# Source data:
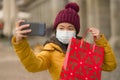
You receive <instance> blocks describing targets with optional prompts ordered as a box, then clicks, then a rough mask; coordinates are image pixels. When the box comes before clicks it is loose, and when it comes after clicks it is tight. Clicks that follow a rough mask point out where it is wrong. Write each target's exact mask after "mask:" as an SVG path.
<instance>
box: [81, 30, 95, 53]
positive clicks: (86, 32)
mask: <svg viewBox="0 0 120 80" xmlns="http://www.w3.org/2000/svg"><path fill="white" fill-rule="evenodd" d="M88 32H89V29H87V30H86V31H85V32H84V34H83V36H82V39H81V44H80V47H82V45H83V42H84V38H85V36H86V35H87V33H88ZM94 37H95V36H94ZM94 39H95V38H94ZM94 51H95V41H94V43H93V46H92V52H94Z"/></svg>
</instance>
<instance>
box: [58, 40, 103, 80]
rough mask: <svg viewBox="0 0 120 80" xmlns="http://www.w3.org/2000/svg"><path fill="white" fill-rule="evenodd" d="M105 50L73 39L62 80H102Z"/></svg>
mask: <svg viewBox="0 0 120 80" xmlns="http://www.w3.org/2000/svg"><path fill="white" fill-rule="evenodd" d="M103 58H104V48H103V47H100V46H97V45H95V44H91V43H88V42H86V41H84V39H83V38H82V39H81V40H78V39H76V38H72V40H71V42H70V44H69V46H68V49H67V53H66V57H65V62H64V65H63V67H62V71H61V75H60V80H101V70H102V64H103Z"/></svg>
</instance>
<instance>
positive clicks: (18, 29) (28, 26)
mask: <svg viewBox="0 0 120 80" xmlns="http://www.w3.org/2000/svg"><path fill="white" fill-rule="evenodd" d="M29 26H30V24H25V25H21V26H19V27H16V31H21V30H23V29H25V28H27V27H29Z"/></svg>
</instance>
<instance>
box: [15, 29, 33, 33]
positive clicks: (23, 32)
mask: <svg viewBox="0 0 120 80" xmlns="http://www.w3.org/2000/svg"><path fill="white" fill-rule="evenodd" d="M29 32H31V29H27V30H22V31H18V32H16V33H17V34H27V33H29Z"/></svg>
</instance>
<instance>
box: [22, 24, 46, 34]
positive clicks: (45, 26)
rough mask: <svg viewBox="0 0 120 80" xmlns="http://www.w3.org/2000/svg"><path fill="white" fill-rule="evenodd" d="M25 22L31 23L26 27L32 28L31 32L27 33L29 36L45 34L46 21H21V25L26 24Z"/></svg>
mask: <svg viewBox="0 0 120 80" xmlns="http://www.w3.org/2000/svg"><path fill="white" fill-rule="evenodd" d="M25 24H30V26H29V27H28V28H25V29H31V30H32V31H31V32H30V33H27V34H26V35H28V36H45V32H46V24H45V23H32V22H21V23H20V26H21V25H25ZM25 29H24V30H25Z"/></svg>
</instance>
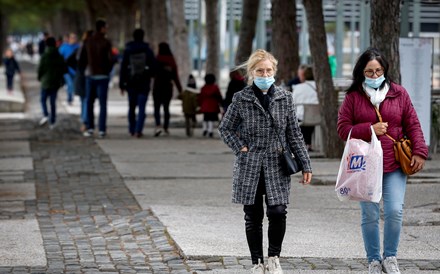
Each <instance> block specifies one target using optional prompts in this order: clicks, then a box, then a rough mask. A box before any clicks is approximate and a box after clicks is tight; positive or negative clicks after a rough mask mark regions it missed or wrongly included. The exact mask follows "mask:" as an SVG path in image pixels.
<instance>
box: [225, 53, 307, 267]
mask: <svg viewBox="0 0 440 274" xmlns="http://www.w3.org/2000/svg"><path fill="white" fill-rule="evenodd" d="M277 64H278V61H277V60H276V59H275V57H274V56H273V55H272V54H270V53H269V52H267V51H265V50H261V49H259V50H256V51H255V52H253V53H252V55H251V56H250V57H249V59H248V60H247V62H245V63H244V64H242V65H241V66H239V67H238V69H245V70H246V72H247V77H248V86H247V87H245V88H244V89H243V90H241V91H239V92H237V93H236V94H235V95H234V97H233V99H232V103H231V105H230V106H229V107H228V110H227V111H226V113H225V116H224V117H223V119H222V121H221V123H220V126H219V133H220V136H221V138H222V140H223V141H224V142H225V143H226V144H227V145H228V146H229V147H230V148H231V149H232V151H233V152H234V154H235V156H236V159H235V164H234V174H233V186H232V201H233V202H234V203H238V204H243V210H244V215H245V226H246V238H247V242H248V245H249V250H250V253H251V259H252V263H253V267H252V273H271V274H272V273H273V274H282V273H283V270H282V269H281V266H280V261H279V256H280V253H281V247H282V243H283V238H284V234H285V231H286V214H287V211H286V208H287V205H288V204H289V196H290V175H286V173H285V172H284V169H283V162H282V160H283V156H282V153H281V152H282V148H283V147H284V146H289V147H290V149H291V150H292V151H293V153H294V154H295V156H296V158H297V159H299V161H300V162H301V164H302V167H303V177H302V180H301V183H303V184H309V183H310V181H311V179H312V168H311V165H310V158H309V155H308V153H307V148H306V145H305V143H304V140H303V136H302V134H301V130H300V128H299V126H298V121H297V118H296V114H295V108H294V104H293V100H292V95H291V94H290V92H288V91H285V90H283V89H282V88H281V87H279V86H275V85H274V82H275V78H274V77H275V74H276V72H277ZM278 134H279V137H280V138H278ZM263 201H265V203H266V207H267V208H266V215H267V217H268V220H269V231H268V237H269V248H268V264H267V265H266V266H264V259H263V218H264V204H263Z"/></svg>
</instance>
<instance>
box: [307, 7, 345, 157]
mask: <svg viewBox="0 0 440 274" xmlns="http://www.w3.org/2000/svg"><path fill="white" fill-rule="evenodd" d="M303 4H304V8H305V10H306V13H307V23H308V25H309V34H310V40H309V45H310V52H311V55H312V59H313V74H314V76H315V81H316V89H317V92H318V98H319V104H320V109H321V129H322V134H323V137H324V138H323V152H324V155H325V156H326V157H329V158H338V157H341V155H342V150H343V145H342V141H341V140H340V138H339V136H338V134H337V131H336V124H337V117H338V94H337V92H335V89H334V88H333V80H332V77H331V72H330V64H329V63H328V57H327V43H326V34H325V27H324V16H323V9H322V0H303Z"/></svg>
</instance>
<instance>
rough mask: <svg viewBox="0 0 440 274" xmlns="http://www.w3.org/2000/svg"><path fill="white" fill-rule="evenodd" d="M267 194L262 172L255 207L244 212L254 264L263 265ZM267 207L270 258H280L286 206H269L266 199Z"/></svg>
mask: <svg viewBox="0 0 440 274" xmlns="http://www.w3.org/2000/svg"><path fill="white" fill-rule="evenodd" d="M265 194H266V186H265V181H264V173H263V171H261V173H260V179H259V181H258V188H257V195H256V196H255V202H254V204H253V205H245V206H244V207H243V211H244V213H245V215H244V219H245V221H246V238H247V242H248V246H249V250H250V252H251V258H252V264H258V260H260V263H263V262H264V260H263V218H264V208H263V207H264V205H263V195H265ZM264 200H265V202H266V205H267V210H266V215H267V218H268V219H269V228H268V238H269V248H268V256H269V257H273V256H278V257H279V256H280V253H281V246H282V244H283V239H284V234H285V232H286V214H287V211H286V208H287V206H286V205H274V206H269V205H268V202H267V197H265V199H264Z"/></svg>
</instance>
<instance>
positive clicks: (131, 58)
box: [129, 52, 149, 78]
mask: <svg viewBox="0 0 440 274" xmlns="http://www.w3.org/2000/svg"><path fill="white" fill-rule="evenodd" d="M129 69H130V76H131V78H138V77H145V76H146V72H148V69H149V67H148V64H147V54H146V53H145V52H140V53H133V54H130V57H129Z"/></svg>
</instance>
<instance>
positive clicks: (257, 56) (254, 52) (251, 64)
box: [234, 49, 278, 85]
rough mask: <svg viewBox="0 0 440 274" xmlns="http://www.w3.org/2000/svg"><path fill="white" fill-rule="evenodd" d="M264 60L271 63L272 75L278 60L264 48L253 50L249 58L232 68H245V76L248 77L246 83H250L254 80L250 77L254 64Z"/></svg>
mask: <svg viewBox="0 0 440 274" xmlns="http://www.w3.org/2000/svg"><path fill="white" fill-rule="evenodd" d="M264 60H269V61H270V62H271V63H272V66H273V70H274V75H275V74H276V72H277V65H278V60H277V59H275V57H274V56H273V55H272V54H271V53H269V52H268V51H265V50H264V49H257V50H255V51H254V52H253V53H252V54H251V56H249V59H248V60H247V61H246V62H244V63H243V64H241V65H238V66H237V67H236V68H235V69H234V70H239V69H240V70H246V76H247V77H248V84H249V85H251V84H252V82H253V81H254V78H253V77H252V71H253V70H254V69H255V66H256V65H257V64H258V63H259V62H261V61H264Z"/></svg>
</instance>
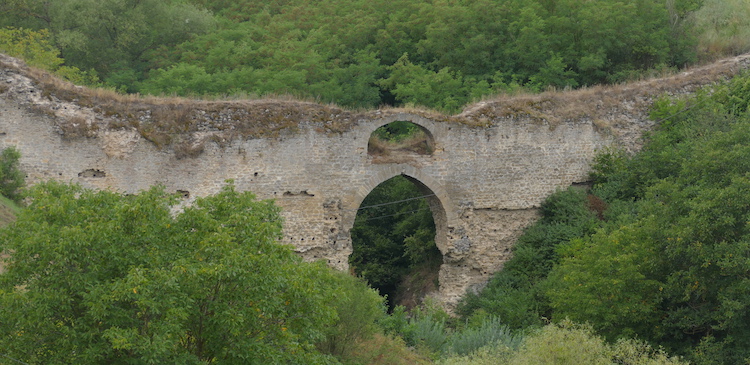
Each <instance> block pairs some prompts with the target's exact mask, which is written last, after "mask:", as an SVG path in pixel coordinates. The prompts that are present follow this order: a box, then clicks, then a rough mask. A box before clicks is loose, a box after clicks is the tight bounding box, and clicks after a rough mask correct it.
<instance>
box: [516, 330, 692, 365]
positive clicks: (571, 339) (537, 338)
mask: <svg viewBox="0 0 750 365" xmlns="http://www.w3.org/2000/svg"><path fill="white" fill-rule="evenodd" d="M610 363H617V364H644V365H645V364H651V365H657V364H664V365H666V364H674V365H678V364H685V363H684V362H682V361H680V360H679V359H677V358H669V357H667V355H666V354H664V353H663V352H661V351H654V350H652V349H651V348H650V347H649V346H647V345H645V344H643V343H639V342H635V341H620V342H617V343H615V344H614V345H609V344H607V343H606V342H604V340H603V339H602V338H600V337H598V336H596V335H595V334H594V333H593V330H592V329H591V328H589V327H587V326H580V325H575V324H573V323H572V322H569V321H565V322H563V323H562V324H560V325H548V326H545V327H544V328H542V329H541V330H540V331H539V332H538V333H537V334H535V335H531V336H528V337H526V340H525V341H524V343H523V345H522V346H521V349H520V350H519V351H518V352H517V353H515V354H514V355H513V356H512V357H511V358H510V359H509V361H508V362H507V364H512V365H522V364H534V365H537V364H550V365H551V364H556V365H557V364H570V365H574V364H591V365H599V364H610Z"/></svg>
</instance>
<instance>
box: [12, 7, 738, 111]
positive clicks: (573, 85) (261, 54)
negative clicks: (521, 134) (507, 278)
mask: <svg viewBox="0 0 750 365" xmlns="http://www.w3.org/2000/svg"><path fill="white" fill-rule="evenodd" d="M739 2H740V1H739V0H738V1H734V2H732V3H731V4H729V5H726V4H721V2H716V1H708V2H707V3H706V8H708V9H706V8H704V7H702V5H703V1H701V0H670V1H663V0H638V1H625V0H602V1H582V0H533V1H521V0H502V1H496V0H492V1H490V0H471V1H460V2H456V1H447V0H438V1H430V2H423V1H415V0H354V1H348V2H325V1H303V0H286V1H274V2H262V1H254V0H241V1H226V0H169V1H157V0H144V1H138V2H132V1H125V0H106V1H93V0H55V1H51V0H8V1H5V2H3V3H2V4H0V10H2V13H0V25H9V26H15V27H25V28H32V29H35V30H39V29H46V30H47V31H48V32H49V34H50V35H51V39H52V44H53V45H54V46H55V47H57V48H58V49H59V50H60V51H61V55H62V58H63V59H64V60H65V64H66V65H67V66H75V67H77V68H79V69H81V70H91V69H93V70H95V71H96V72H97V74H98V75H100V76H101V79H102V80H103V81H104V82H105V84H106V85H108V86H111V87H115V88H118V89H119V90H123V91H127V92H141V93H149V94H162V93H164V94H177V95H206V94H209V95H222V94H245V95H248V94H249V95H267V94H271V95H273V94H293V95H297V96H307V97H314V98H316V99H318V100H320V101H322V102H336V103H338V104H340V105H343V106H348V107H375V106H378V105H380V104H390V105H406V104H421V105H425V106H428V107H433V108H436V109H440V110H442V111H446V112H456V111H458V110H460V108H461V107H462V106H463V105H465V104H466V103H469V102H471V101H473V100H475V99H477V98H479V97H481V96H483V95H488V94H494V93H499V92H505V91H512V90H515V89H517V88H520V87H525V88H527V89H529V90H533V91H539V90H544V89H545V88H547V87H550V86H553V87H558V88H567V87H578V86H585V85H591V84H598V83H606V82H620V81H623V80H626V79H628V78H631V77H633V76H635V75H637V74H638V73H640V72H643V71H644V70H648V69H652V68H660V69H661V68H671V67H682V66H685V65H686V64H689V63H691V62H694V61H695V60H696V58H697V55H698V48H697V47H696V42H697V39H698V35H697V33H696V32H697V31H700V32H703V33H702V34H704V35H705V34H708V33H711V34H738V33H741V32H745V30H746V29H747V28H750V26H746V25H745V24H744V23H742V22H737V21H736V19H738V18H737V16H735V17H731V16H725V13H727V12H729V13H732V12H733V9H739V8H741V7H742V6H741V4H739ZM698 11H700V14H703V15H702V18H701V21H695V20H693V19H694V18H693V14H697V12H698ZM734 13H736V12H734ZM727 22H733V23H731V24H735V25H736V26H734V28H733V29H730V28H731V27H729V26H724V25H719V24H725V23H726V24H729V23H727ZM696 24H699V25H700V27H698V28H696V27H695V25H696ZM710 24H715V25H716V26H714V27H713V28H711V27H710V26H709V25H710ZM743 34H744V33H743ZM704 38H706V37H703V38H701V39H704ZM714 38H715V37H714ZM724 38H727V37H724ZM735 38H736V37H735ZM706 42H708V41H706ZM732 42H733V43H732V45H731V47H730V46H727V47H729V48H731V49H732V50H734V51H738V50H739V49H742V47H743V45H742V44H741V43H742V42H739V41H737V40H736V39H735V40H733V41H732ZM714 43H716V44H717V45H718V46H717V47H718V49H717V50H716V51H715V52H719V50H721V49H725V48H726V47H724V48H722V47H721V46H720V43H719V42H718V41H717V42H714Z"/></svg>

# What this task involves:
Find every line in the records that contains the word "positive" and copy each one in full. Case counts.

# Output:
positive clicks: (86, 32)
positive clicks: (18, 29) (28, 26)
positive clicks: (23, 32)
positive clicks: (45, 26)
Each <instance> block specifies one target using optional prompts in this order: clicks, then a box, then a rough mask. A box before any clicks is approximate and a box after clicks is tight; positive or negative clicks after a rough mask mark regions it missed or wrongly included. The exact mask follows "mask:" as an SVG path in image pixels.
positive clicks: (131, 58)
positive clicks: (257, 56) (254, 52) (251, 64)
positive clicks: (571, 339) (537, 338)
positive clicks: (573, 85) (261, 54)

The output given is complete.